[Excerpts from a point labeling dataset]
- - -

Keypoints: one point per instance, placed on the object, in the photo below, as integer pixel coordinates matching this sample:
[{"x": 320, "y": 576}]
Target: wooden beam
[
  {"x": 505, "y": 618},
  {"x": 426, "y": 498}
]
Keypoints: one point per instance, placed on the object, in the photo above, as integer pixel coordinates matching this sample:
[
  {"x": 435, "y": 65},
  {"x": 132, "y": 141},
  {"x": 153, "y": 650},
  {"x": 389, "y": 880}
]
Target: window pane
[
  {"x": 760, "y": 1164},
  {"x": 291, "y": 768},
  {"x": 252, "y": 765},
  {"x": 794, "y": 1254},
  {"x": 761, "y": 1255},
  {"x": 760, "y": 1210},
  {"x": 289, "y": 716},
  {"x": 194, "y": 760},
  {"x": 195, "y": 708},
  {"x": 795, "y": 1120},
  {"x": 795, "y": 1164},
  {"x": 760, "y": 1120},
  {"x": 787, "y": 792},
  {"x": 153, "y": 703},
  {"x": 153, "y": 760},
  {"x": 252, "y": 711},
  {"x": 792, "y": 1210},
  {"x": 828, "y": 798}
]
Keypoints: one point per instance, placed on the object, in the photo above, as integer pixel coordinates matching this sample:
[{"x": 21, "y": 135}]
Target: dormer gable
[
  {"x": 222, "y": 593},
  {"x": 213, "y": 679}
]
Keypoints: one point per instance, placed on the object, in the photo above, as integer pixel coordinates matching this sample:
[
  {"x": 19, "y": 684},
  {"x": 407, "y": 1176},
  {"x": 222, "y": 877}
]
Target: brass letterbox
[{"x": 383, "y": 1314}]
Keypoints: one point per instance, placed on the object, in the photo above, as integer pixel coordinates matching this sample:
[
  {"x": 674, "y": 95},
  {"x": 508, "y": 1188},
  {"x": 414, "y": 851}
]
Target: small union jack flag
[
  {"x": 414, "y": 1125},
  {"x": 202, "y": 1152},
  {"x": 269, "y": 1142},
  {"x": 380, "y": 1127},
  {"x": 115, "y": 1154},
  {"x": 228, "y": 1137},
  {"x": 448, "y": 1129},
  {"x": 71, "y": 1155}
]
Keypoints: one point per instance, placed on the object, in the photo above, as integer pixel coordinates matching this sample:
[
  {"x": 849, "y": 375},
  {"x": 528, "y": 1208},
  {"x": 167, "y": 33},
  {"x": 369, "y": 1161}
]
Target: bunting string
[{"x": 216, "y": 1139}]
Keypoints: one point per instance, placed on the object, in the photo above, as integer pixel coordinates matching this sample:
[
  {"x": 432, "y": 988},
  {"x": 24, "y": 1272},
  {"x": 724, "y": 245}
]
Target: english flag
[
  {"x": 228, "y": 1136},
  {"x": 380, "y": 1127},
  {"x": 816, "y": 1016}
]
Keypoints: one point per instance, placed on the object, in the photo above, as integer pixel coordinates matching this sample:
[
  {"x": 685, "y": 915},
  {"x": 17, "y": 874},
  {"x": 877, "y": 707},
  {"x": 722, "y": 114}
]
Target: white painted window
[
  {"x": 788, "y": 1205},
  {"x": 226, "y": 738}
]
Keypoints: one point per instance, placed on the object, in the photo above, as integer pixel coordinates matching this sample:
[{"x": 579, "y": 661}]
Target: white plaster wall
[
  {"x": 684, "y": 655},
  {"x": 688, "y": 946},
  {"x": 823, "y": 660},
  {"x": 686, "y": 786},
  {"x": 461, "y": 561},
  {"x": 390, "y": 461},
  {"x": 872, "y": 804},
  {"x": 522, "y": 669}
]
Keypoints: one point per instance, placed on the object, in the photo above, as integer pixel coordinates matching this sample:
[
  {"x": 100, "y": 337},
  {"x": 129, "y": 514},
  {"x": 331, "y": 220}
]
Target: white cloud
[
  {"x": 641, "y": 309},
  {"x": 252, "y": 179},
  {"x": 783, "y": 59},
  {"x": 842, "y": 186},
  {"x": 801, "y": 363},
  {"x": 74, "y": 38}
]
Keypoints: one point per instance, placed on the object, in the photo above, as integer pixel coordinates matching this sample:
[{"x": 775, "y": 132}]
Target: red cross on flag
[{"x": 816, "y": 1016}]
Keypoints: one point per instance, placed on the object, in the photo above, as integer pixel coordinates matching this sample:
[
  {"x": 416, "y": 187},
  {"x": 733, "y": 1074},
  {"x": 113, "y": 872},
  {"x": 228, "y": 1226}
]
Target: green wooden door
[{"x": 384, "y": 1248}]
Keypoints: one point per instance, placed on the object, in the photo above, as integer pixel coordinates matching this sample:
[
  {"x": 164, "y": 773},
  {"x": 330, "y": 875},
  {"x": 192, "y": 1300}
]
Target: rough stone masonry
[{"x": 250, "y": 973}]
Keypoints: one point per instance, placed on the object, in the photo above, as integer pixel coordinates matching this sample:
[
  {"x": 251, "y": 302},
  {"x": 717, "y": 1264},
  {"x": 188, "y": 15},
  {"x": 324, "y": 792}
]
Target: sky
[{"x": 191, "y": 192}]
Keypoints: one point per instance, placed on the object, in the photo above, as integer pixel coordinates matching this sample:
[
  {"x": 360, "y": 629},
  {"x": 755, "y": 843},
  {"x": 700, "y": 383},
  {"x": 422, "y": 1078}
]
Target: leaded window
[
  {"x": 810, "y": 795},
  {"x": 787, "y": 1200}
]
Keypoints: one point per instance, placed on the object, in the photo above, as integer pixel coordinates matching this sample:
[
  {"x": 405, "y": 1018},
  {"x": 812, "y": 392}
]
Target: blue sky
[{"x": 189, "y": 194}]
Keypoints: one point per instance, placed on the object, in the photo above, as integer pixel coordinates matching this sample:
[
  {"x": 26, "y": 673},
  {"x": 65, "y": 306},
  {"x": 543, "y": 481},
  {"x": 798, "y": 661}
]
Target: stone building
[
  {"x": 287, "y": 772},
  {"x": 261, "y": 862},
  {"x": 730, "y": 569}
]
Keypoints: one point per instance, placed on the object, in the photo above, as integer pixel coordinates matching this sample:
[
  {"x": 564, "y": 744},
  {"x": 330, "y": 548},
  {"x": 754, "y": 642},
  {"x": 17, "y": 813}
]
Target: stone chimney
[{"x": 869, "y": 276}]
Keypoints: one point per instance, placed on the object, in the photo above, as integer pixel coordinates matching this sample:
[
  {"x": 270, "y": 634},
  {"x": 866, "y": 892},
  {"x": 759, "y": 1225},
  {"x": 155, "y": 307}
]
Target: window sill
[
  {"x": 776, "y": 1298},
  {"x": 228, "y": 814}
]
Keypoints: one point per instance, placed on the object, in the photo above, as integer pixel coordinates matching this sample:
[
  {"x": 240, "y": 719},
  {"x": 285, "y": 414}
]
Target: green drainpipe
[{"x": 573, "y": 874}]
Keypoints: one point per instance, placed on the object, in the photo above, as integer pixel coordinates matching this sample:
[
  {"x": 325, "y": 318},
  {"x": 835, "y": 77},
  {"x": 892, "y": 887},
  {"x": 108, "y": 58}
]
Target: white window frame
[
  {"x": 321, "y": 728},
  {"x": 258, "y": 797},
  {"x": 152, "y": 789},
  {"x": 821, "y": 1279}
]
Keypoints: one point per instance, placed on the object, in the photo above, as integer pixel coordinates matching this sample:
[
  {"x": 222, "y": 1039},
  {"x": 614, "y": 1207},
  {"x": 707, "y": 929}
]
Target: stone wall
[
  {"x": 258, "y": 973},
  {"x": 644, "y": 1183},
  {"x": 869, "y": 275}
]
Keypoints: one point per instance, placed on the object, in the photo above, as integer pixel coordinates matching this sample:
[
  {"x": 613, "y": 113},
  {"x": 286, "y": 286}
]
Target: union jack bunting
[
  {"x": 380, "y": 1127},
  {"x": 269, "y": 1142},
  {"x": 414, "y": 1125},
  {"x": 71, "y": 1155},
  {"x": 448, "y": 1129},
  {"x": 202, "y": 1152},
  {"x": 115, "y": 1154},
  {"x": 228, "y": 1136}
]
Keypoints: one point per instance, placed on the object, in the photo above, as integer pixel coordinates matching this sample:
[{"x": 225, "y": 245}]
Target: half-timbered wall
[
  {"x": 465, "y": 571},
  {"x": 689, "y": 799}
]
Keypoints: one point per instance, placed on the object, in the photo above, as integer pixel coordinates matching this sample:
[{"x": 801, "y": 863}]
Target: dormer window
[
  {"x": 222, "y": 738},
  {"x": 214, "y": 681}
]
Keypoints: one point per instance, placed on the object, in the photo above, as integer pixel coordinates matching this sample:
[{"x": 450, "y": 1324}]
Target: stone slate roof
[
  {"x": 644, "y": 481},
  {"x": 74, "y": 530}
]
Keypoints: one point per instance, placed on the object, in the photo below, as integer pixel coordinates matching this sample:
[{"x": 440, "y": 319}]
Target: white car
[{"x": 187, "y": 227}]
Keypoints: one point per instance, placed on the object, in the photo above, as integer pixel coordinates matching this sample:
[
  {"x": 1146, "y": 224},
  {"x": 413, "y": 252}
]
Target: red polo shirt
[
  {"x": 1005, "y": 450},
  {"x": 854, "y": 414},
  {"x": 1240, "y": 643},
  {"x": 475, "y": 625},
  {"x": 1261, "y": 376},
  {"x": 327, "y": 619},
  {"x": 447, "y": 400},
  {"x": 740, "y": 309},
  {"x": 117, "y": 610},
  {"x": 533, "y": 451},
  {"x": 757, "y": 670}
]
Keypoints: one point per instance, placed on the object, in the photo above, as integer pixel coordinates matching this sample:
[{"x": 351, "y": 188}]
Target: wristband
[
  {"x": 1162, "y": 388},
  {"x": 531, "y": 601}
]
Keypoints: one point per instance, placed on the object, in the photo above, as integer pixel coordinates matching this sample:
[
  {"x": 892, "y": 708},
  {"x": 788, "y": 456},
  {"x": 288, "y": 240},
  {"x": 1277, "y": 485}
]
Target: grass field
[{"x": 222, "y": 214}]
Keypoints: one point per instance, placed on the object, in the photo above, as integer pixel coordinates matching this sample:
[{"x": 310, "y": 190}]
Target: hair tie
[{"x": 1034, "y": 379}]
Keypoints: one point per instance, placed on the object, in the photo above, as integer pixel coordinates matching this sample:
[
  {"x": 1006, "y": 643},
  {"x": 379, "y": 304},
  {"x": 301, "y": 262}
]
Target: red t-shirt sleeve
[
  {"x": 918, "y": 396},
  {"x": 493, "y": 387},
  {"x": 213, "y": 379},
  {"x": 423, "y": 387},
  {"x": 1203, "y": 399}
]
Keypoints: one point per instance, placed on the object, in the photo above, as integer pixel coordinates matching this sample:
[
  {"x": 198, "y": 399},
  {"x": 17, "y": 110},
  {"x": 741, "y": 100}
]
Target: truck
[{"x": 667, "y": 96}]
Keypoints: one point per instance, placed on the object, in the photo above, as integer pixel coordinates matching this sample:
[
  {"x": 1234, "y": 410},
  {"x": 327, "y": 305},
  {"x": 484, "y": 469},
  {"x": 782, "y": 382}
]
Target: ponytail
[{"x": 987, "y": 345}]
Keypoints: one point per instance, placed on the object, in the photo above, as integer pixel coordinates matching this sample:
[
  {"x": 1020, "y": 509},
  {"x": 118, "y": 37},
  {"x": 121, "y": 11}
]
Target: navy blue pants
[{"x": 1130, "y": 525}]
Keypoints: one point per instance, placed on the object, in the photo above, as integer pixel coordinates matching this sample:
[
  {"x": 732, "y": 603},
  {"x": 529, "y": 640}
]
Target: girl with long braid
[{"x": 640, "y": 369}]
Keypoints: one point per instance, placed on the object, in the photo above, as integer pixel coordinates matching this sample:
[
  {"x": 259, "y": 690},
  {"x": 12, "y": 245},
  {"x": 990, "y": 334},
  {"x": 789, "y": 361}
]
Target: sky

- - -

Given instruction: Count the lines in the material above that include the string "dormer", with case taken into account, and give only that number.

Reply: 2